Karena perkembangan otak juga, kemampuan bahasanya juga berkembang, dia lebih bisa memahami konteks berbahasa. Jadi, misal, dia sudah lebih bisa diharapkan untuk membedakan gaya berbicara dengan orang yang lebih tua dan dengan teman-teman sebaya. Perkembangan emosional anak di masa-masa ini juga sangat terpengaruh oleh hormon. Anak akan mengalami mood swing. Siangnya girang, bisa saja pada sore hari tiba-tiba menjadi murung, karena ada sesuatu yang tidak disukainya. Dia merasa dirinya unik, berbeda dari orang lain, dan tidak akan ada orang yang bisa memahami keunikannya. Karena secara emosional sedang berkembang, dia kemudian lebih banyak mengamati dirinya. Perubahan-perubahan tubuhnya yang relatif mendadak membingungkannya. Pada saat beramaan, dia pun berusaha memahami emosinya sendiri.
Hal tersebut berpengaruh terhadap perkembangannya secara sosial, yang mana paling kentara adalah kebutuhan yang jauh lebih besar kepada teman. Anak yang tadinya nempel terus pada mama, sekarang maunya berbagi segala rahasia kepada teman saja. “Jadi yang berpengaruh bukan lagi orang tuanya, tetapi temannya. Dan, secara kognitif, kemampuannya membuat perbandingan juga meningkat. Dia merasa membutuhkan orang-orang yang mempunyai pengalaman dan merasakan hal yang sama dengan dirinya. Dia juga membutuhkan dukungan dan persetujuan dari teman seusianya. Itu membuat dia merasa jauh lebih tertarik kepada teman daripada orang tua. Di usia ini sangat kental urusan gaul, peer group. Anak akan berusaha menemukan orang-orang yang ‘aku banget’,” kata Nina.

ENTRI YANG DISEDIAKAN
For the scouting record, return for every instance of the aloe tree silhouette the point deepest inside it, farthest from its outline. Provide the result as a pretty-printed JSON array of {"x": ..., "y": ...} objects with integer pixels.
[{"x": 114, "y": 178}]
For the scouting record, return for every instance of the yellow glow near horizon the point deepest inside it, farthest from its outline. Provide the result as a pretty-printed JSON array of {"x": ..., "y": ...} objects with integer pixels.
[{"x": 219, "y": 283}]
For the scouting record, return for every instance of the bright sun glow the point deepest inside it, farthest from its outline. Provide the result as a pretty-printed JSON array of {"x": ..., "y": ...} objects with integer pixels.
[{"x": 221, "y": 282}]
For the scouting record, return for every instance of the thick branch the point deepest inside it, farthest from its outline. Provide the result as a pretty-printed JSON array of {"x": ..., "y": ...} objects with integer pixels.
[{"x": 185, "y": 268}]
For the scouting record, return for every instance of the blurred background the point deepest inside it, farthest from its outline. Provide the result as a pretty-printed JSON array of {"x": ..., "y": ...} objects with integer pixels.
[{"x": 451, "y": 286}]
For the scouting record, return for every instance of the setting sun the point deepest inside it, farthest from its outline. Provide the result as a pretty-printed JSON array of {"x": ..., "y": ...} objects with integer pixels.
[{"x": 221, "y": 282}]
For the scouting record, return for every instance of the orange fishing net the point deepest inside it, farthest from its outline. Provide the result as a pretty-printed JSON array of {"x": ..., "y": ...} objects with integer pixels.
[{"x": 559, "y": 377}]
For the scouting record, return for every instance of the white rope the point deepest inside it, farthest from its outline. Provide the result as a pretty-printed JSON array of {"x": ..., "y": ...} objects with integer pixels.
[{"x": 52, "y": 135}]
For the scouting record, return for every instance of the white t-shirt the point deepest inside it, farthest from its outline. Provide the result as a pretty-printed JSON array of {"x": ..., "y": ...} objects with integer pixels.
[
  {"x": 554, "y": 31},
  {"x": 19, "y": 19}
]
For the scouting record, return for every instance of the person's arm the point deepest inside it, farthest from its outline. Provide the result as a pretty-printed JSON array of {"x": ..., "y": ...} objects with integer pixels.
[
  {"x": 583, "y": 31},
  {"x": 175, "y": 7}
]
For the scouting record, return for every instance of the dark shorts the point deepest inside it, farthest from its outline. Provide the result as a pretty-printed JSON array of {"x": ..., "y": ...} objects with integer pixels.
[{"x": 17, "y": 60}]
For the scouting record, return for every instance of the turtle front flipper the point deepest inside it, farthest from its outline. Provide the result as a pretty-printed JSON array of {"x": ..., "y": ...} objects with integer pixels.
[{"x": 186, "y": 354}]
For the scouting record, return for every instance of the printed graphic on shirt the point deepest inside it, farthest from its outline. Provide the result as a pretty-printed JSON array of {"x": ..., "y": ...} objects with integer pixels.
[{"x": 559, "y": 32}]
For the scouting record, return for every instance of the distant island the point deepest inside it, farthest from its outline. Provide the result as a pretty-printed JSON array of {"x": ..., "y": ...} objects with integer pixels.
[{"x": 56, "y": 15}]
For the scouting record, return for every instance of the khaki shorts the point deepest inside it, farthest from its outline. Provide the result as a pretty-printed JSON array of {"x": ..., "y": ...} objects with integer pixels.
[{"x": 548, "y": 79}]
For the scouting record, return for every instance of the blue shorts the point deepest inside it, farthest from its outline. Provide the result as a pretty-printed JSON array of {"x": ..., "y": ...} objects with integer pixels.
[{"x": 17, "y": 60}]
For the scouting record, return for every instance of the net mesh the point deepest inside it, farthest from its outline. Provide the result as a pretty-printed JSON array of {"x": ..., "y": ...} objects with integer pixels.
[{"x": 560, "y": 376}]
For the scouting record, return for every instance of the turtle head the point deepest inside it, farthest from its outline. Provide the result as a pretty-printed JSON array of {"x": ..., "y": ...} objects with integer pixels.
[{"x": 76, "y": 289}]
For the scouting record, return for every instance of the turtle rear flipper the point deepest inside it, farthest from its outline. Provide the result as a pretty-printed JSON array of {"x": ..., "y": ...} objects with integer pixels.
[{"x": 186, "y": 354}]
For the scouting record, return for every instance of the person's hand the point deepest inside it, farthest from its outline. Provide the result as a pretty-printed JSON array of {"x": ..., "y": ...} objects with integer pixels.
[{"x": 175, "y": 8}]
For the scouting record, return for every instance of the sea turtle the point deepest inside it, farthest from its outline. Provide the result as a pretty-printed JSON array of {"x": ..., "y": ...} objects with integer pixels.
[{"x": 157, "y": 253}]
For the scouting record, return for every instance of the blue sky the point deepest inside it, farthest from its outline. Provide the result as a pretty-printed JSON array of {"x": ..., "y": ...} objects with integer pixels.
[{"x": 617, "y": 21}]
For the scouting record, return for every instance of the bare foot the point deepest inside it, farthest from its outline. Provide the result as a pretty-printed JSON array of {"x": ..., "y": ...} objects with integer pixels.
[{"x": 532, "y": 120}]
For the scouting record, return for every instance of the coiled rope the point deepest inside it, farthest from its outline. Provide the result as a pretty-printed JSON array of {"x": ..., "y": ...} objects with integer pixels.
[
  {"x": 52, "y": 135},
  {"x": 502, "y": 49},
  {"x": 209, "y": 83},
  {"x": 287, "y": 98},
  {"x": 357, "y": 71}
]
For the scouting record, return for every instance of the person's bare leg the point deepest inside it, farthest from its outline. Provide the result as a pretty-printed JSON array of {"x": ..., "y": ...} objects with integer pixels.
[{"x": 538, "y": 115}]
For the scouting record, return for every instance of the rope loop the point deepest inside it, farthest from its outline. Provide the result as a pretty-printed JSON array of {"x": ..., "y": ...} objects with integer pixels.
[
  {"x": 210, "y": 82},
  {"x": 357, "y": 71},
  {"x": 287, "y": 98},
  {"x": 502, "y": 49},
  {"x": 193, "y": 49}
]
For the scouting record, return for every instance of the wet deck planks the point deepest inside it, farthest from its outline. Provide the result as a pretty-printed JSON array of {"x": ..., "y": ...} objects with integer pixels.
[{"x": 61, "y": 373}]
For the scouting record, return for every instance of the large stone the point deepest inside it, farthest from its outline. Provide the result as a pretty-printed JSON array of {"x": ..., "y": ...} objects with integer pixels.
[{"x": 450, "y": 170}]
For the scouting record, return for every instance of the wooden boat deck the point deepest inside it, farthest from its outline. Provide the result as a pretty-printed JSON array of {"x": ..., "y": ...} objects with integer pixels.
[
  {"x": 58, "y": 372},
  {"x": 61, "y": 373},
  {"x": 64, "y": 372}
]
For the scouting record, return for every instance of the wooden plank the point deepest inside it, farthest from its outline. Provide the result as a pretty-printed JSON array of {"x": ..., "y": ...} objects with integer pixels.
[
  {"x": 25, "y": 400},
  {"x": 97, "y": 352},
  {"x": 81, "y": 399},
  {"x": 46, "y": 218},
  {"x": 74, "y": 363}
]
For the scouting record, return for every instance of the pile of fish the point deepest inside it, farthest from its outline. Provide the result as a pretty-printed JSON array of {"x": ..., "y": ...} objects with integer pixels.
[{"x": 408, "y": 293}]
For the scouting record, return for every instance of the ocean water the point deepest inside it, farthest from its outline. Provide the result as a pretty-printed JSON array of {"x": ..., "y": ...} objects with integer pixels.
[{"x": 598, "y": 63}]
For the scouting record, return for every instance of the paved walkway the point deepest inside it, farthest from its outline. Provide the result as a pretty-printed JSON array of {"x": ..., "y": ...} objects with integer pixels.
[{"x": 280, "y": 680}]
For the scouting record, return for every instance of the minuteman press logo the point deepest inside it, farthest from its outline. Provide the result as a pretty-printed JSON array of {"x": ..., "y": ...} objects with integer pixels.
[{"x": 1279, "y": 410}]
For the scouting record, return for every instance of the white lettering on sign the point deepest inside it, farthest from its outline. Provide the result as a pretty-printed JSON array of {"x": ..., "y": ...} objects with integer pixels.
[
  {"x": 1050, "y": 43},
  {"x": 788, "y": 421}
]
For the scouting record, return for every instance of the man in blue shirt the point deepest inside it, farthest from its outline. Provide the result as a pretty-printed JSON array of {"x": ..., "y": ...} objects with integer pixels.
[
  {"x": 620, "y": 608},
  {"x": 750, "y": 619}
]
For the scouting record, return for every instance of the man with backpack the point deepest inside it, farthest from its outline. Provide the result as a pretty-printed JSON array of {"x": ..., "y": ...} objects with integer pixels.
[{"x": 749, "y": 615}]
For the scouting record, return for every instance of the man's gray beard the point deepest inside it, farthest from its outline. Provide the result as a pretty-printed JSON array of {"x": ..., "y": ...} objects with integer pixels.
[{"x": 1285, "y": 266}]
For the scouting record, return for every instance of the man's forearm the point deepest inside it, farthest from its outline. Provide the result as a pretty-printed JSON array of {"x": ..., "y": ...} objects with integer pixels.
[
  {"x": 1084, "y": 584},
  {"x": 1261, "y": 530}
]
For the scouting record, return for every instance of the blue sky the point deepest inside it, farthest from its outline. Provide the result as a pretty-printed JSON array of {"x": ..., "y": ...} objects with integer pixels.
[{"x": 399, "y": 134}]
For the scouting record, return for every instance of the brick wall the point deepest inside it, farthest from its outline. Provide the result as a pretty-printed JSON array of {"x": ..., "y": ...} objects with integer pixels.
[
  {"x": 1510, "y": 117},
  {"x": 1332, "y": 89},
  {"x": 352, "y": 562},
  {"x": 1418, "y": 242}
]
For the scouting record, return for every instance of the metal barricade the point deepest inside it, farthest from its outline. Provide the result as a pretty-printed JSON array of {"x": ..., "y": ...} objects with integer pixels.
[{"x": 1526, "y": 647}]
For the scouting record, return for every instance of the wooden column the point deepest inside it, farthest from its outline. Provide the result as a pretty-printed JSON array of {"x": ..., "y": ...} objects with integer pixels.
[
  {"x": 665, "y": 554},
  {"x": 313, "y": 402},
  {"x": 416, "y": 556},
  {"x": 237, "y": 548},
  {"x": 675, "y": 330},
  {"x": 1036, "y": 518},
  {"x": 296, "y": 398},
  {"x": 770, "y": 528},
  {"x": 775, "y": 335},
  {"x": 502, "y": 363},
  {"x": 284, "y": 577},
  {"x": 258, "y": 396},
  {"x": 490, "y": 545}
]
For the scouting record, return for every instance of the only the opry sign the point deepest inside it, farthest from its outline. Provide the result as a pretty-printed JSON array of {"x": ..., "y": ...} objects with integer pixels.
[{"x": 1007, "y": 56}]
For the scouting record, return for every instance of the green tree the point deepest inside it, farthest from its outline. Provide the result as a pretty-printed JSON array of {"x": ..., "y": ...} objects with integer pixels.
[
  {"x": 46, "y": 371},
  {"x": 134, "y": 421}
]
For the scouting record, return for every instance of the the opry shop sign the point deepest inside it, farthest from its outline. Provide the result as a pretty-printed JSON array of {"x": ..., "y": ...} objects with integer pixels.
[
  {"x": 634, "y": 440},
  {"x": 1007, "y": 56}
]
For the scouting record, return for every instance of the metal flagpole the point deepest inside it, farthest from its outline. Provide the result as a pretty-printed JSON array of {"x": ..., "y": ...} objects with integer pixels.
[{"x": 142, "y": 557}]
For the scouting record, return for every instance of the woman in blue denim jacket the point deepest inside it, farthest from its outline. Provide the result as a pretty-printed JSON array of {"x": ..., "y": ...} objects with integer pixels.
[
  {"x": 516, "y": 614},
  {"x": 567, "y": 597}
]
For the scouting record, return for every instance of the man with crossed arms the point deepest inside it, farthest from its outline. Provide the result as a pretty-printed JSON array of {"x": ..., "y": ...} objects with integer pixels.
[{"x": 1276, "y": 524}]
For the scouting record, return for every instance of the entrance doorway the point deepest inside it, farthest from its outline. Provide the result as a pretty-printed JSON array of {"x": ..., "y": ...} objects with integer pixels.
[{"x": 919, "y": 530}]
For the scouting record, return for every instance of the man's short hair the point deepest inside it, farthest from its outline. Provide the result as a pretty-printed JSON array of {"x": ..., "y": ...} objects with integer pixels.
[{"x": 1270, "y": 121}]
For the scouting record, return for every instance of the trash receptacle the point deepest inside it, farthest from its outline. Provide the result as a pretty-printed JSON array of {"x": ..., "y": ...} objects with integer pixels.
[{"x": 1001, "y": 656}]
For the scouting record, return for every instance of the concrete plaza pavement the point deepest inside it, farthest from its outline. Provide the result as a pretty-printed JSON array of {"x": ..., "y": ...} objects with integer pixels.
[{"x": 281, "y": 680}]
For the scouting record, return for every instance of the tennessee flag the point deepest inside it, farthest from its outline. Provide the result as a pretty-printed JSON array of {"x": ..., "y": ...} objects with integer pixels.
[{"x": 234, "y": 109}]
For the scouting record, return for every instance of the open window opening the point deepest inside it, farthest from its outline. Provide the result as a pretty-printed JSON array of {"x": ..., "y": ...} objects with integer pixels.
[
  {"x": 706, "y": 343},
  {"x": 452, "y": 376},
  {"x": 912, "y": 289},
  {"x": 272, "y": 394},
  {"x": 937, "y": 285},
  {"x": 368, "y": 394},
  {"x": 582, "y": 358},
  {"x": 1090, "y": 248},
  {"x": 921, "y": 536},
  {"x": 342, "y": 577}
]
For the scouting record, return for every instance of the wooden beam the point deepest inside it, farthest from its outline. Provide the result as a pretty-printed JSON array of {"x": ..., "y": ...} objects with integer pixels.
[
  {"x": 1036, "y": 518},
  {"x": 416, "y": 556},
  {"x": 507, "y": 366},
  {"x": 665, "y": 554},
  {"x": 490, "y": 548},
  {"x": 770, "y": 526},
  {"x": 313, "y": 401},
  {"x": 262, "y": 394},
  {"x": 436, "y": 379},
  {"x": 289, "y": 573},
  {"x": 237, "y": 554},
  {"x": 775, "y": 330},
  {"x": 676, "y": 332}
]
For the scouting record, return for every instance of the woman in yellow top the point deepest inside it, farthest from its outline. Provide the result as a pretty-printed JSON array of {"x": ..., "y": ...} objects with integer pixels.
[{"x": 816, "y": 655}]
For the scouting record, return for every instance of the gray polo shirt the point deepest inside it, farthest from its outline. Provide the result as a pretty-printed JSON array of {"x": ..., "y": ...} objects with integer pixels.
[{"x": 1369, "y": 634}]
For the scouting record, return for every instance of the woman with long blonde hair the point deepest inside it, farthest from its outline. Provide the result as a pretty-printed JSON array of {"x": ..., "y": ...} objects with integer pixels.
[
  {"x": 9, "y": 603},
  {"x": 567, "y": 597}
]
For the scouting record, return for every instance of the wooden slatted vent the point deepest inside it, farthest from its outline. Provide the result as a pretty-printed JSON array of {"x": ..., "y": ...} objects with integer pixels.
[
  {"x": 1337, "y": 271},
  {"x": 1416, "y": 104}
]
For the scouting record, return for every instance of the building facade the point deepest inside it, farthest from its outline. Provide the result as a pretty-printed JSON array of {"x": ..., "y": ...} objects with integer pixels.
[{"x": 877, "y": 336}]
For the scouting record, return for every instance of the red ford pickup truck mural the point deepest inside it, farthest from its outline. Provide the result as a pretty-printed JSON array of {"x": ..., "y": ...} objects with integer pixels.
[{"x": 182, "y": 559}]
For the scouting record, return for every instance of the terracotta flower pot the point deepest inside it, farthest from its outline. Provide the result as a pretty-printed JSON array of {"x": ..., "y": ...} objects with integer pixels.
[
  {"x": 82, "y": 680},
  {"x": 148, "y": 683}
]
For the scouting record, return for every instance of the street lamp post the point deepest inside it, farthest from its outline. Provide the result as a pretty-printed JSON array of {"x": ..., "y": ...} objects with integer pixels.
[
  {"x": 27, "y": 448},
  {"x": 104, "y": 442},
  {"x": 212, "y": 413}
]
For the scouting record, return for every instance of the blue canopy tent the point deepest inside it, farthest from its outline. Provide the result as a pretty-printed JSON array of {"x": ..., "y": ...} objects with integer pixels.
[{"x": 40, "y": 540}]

SOAL 1
Kutiplah dengan tepat bagian teks tentang perkembangan anak yang dimulai pada kata-kata "Karena perkembangan otak" dan berhenti setelah kata-kata "memahami emosinya sendiri.".
SOAL 2
Terjemahkan kalimat "Perkembangan emosional anak di masa-masa ini juga sangat terpengaruh oleh hormon." dari teks tentang perkembangan anak ke dalam bahasa Inggris.
Entri tersebut diambil dari sumber yang berbeda dengan teks pilihan.

HASIL AKHIR 1
Karena perkembangan otak juga, kemampuan bahasanya juga berkembang, dia lebih bisa memahami konteks berbahasa. Jadi, misal, dia sudah lebih bisa diharapkan untuk membedakan gaya berbicara dengan orang yang lebih tua dan dengan teman-teman sebaya. Perkembangan emosional anak di masa-masa ini juga sangat terpengaruh oleh hormon. Anak akan mengalami mood swing. Siangnya girang, bisa saja pada sore hari tiba-tiba menjadi murung, karena ada sesuatu yang tidak disukainya. Dia merasa dirinya unik, berbeda dari orang lain, dan tidak akan ada orang yang bisa memahami keunikannya. Karena secara emosional sedang berkembang, dia kemudian lebih banyak mengamati dirinya. Perubahan-perubahan tubuhnya yang relatif mendadak membingungkannya. Pada saat beramaan, dia pun berusaha memahami emosinya sendiri.

HASIL AKHIR 2
A child's emotional development during this period is also strongly influenced by hormones.